DATA FOR THIS EXERCISE ▸
************

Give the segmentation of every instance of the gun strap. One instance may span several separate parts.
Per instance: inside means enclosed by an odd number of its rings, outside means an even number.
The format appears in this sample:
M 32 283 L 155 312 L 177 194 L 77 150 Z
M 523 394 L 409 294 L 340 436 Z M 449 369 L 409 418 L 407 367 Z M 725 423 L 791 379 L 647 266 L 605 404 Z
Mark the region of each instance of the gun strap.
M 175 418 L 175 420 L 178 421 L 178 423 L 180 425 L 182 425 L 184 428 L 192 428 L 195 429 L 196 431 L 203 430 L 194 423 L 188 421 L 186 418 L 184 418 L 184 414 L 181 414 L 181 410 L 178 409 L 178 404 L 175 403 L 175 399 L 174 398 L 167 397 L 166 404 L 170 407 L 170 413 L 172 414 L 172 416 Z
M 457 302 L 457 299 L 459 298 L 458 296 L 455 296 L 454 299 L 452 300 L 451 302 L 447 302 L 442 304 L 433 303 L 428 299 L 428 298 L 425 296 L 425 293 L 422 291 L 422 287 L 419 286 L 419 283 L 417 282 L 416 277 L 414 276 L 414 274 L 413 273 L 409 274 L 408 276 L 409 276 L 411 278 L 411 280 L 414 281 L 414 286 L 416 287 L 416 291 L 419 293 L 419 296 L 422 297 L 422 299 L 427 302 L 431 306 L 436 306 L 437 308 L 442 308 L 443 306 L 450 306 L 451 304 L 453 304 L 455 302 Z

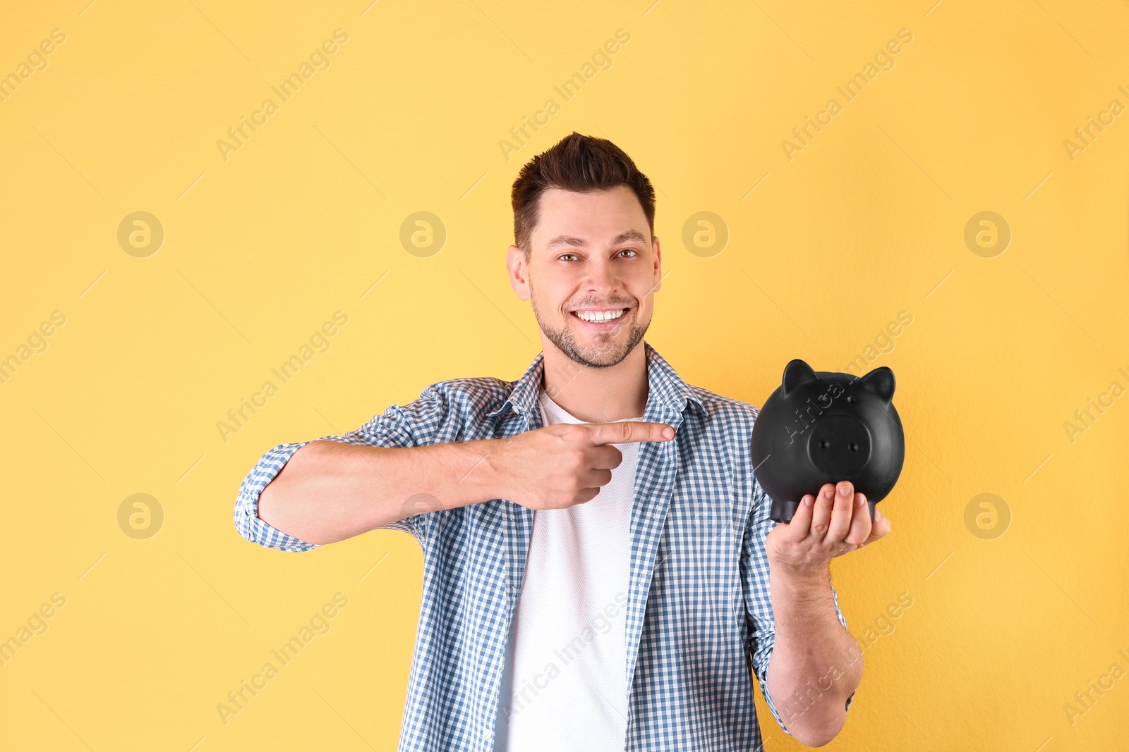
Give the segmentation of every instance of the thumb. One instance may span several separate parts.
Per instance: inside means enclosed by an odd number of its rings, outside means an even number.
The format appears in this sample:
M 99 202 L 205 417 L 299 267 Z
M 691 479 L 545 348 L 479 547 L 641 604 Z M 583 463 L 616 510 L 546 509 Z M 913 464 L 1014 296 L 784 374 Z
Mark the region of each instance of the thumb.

************

WHAT IS BEING ASKED ▸ Put the lines running from the start of the items through the line that contains "M 175 418 L" into a numbered list, leaving out any blank lines.

TASK RESPONSE ▸
1. Give the segmentation of every instance of the gun strap. One instance may span several separate parts.
2. Per instance: inside means enclosed by an odd number of its rings, outside means an even number.
3. The format appears in this sample:
4. M 32 283 L 155 312 L 177 194 L 77 150 Z
5. M 523 394 L 409 294 L 340 436 Z M 449 369 L 409 418 L 407 367 Z M 725 423 L 791 379 L 647 266 L 605 404 Z
6. Mark the region of each instance of the gun strap.
7. M 175 418 L 175 420 L 178 421 L 178 423 L 180 425 L 182 425 L 184 428 L 192 428 L 195 429 L 196 431 L 203 430 L 194 423 L 188 421 L 186 418 L 184 418 L 184 414 L 181 414 L 181 410 L 178 409 L 178 404 L 175 403 L 175 399 L 174 398 L 167 397 L 166 404 L 170 407 L 170 413 L 172 414 L 172 416 Z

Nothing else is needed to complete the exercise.